DOCUMENT:
>>>

First, DAT players are more like VCRs than cassette tape players. Instead of moving the tape past a playback head, DATs (and VCRs) wind the tape around the playback head. This happens even when you are rewinding the tape.

Second, rewind is a little more complicated on a DAT and sometimes the player can stop the rewind. If you just press rewind again, sometimes the player gets confused. Then if you go to eject the tape, you’ll end up with the tape partly pulled out of its case.

Third, you can re-spool DAT tape with a pencil, but it’s slightly more complicated. You first have to push the tabs down on the bottom of the tape and slide the bottom back so that you can get to the sprockets, then use the tip of a pencil to do the rewinding. (You can’t push the pencil all the way through thanks to the clear plastic on the other side of the tape, meaning it’s a slower process.)

All of this is to say I’ll be able to hear everything on these DATs, once I figure out how to safely rewind them.

UPDATE: It turns out to be a pretty simple proposition. The player was stopping the rewind because the spools weren’t operating smoothly after more than 20 years of inactivity. The fix, as suggested by this paper on DAT preservation by an intern at the Smithsonian Institution Archives, is simply to fast-forward the tape to the end, and then to rewind it to the beginning. We’ll have audio soon!

<<<

CHALLENGE A:
Repeat the passage on DAT tapes word for word, beginning at the words "UPDATE: It turns" and stopping after "have audio soon!".

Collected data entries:
>>>

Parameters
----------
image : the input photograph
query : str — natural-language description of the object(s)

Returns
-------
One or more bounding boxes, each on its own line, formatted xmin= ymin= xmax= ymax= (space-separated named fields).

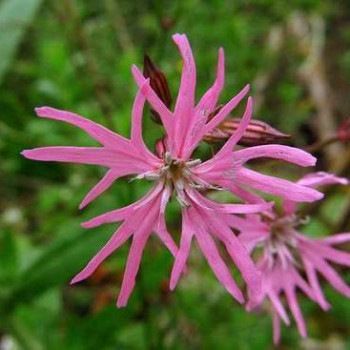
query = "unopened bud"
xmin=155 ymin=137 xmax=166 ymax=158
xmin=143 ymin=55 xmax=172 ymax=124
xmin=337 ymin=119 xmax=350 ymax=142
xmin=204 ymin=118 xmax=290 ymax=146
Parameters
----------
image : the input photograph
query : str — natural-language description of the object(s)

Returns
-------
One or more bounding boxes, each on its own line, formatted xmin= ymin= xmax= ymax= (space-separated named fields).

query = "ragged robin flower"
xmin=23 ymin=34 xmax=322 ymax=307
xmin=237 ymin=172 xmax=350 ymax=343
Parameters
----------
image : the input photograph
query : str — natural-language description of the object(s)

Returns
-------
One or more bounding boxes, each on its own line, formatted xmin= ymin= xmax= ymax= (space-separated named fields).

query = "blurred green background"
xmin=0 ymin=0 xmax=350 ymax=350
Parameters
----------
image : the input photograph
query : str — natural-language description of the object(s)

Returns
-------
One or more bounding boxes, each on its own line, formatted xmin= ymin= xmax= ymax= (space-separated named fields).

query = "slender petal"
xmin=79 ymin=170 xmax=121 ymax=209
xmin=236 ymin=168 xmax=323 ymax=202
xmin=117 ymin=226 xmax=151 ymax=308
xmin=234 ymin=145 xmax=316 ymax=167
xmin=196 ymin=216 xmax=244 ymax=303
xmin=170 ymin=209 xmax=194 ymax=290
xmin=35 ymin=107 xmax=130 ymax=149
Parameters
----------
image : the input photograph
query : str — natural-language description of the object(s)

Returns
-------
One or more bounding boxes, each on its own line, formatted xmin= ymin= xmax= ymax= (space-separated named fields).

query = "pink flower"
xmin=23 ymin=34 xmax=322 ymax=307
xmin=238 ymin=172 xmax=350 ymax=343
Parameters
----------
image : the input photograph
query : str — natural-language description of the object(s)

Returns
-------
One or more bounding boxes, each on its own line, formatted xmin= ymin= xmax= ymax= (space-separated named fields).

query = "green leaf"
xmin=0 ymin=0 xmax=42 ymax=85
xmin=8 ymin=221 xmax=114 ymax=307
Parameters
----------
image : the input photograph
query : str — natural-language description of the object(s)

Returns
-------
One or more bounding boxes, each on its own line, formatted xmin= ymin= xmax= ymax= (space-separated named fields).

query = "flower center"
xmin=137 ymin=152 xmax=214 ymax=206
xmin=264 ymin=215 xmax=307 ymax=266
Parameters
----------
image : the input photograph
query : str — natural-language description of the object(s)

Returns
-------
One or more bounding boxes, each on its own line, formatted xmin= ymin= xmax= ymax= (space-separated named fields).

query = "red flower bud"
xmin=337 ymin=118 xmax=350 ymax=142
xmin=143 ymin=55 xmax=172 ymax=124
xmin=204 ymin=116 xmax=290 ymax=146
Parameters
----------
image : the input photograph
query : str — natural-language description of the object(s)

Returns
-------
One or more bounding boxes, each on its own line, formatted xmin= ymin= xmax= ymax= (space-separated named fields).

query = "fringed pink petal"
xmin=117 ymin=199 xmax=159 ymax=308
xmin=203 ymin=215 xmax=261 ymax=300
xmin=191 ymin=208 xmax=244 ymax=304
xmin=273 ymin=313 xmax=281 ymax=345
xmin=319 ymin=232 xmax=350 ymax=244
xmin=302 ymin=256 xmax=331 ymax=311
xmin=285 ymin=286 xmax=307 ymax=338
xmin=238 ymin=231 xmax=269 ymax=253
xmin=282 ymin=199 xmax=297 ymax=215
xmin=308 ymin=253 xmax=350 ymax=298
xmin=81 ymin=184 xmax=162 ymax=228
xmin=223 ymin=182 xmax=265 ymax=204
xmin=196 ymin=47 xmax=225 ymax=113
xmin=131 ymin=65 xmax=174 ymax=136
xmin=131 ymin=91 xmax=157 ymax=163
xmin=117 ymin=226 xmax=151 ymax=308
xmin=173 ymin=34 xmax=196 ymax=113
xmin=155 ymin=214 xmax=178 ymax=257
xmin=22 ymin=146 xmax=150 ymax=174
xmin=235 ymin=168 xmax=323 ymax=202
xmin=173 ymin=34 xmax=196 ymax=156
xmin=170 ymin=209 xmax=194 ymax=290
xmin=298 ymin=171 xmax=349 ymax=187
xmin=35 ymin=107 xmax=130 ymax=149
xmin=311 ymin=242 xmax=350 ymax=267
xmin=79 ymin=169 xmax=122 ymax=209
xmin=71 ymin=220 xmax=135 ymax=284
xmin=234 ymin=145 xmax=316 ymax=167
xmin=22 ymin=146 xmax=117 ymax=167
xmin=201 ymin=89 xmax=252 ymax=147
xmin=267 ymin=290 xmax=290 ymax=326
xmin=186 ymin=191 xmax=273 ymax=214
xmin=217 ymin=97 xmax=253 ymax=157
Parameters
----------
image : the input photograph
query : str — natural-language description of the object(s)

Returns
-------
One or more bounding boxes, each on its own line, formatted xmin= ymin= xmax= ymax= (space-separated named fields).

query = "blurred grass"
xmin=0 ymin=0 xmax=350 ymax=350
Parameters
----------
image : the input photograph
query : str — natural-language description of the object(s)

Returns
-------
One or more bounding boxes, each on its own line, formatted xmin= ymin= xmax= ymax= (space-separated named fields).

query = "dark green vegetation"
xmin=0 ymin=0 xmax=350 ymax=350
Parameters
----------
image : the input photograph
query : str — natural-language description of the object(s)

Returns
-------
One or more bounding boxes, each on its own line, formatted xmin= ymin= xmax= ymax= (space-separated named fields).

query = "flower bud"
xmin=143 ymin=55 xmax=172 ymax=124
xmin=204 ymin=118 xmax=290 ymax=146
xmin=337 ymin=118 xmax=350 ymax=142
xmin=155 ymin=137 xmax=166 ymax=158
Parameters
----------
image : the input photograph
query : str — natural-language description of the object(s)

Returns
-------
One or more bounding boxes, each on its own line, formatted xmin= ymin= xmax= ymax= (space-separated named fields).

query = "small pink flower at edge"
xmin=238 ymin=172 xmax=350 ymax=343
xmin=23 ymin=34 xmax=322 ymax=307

<<<
>>>

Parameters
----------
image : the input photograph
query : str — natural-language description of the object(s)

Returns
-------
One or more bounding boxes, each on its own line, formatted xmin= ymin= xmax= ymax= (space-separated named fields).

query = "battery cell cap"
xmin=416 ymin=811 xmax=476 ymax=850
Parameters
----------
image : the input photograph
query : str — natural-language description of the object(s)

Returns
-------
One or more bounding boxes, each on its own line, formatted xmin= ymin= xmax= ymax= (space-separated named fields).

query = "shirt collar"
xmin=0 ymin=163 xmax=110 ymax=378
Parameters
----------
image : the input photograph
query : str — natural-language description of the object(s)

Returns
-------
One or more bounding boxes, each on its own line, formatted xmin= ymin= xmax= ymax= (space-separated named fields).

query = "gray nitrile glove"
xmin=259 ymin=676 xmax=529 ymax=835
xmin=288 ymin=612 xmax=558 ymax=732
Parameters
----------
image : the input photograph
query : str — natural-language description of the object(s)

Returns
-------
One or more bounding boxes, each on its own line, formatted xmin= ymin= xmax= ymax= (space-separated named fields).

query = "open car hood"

<<<

CHALLENGE B:
Pick out every line of the entries that contains the string "petal"; case counts.

EXPECTED OUTPUT A:
UPDATE: It turns out to be a pretty simple proposition. The player was stopping the rewind because the spools weren’t operating smoothly after more than 20 years of inactivity. The fix, as suggested by this paper on DAT preservation by an intern at the Smithsonian Institution Archives, is simply to fast-forward the tape to the end, and then to rewind it to the beginning. We’ll have audio soon!

EXPECTED OUTPUT B:
query = "slender petal"
query = "fringed pink petal"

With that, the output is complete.